### Source text
........

PwC's "AI Edge for Viksit Bharat" report introduces the 3A2I framework to scale AI responsibly across national systems, treating AI as a connected "central nervous system" for development. The framework focuses on Access (data, infrastructure, talent), Acceptance (trust, governance, ethics), Assimilation (integration into workflows), Implementation (large-scale deployment), and Institutionalization (long-term sustainability). The report also introduces the AI Edge outcomes framework, which establishes five national-scale outcomes for AI deployment: operational excellence, sustainability, good governance, resilience, and financial discipline.
Trade and Economic Engagement
India needs to address inverted duty structures arising from Free Trade Agreements (FTAs) and improve its low FTA utilization rate to fully capitalize on global trade opportunities. Despite global headwinds, India has focused on domestic demand, policy reforms, and trade recalibrations to maintain growth. In 2025, India concluded key agreements with the UK, New Zealand, and Oman, and initiated negotiations with Israel, while the EFTA deal went operational, aiming to diversify its global economic engagement.

........

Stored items
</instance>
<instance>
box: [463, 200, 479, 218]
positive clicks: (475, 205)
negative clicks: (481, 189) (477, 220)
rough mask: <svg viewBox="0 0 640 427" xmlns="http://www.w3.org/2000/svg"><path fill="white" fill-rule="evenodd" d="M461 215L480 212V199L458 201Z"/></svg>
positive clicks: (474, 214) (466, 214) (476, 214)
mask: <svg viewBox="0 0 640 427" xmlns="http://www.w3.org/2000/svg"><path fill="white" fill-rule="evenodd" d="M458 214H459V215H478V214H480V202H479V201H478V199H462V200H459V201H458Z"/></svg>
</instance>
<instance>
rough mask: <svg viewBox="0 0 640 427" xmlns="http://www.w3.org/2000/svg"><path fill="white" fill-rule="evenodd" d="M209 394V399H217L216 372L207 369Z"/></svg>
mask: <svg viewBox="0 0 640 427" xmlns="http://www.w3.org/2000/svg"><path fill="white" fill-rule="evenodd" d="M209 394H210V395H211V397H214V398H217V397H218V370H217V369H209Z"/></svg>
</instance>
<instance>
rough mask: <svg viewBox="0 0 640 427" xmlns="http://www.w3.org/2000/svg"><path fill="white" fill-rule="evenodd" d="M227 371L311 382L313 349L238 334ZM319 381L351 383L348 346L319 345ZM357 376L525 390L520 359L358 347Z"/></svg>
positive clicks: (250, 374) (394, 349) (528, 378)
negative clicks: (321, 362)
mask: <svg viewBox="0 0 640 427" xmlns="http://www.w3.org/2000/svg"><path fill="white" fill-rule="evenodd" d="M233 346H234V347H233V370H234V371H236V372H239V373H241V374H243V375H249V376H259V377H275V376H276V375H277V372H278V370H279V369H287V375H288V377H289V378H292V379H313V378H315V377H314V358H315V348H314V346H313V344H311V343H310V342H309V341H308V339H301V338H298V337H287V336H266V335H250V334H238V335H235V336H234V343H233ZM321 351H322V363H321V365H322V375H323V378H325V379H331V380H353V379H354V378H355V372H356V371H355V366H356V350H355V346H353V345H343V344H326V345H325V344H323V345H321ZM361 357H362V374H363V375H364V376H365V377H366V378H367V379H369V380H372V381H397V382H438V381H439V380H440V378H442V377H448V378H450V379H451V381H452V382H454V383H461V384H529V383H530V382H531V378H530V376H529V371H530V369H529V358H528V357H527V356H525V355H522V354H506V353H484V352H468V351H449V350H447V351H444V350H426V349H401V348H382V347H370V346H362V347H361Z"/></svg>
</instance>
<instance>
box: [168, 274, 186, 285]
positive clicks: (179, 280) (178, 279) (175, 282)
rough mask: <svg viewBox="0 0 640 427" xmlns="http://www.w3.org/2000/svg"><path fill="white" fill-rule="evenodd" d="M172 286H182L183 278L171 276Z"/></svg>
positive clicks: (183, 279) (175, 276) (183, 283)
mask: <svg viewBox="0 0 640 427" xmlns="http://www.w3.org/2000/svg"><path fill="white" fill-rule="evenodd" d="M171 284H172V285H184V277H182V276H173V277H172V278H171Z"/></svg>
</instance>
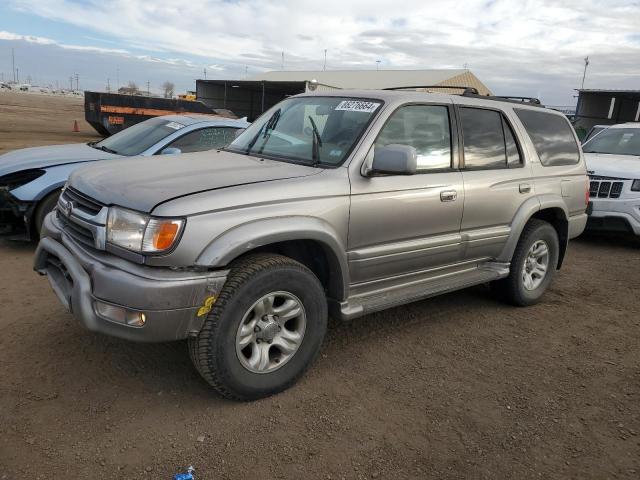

........

### Requirement
Return the passage on the AI framework and India's trade engagement word for word, in full.

### Response for this exercise
PwC's "AI Edge for Viksit Bharat" report introduces the 3A2I framework to scale AI responsibly across national systems, treating AI as a connected "central nervous system" for development. The framework focuses on Access (data, infrastructure, talent), Acceptance (trust, governance, ethics), Assimilation (integration into workflows), Implementation (large-scale deployment), and Institutionalization (long-term sustainability). The report also introduces the AI Edge outcomes framework, which establishes five national-scale outcomes for AI deployment: operational excellence, sustainability, good governance, resilience, and financial discipline.
Trade and Economic Engagement
India needs to address inverted duty structures arising from Free Trade Agreements (FTAs) and improve its low FTA utilization rate to fully capitalize on global trade opportunities. Despite global headwinds, India has focused on domestic demand, policy reforms, and trade recalibrations to maintain growth. In 2025, India concluded key agreements with the UK, New Zealand, and Oman, and initiated negotiations with Israel, while the EFTA deal went operational, aiming to diversify its global economic engagement.